Das System ist für Lkw genauso geeignet wie für Traktoren. Mit der Verdichterstation ließen sich bei Bedarf noch weitere Tanksäulen anschließen: Die Anlage kann – je nach Vordruck des Gasnetzes – pro Tag bis zu 3.000 kg Gas verdichten. Die sechs Lkw sowie der Traktor benötigen heute noch nicht einmal ein Drittel davon.

Die Kosten

Für den Umstieg auf Biomethan als Kraftstoff musste die Gesellschaft zunächst erheblich investieren: Die Gas-Lkw kosten rund 30 % bzw. 20.000 € mehr als die Dieselfabrikate. Dazu kommen die Kosten für die Tankstelle in Höhe von rund 600.000 € (einschließlich Genehmigung, Asphaltierung der Fläche und Ausgleichsmaßnahmen).

────────────────────

Beantworte diese Fragen zum Textauszug:
(a) Wie viel Gas kann die Anlage pro Tag höchstens verdichten?
(b) Wie viel mehr kosten die Gas-Lkw als die Dieselfabrikate?
(c) Was ist in den rund 600.000 € für die Tankstelle mit eingerechnet?

(Umrissdaten benannter Bereiche)
────────────────────

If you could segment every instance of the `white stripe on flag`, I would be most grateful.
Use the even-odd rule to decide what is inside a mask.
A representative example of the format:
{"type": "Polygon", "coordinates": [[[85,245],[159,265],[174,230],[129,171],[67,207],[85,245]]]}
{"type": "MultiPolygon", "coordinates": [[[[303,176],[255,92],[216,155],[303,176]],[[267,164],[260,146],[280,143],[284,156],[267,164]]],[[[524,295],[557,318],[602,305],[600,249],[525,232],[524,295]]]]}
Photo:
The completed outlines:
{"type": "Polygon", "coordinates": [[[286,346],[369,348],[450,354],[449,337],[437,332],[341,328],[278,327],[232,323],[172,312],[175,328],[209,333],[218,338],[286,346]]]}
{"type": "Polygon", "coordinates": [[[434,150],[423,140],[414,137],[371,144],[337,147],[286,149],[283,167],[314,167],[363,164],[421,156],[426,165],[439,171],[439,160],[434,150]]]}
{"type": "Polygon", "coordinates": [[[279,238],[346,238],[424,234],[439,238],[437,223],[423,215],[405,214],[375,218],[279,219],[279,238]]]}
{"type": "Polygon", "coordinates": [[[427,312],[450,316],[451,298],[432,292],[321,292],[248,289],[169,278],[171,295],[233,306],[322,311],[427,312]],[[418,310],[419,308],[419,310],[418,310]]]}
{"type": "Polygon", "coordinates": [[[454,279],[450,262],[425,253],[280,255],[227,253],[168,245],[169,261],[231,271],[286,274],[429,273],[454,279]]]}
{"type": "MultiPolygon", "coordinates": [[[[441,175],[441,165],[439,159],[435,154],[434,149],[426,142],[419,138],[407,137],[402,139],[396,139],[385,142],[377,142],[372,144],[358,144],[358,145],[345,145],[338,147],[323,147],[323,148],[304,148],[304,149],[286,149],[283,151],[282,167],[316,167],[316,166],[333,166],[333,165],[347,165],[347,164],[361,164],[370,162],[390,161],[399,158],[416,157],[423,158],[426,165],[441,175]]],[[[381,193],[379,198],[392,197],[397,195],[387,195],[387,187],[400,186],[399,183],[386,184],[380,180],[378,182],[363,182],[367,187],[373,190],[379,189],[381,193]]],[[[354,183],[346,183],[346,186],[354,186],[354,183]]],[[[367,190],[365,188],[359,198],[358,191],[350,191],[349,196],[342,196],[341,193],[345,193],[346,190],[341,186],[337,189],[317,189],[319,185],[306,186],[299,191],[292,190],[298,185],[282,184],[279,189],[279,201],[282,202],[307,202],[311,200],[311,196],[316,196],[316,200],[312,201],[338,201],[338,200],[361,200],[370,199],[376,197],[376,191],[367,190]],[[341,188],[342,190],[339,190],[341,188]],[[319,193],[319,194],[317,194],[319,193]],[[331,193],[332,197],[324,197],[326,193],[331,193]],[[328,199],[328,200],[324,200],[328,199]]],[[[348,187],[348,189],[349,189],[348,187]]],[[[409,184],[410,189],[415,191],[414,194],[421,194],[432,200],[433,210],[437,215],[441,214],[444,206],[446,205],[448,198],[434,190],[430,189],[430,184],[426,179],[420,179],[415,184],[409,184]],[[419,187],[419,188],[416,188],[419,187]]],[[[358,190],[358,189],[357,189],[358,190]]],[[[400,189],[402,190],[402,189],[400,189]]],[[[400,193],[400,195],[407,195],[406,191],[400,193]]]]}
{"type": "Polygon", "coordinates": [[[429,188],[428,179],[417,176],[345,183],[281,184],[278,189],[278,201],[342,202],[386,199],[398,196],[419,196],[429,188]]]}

────────────────────

LÖSUNG »
(a) Bis zu 3.000 kg, je nach Vordruck des Gasnetzes.
(b) Rund 30 % bzw. 20.000 €.
(c) Die Genehmigung, die Asphaltierung der Fläche und die Ausgleichsmaßnahmen.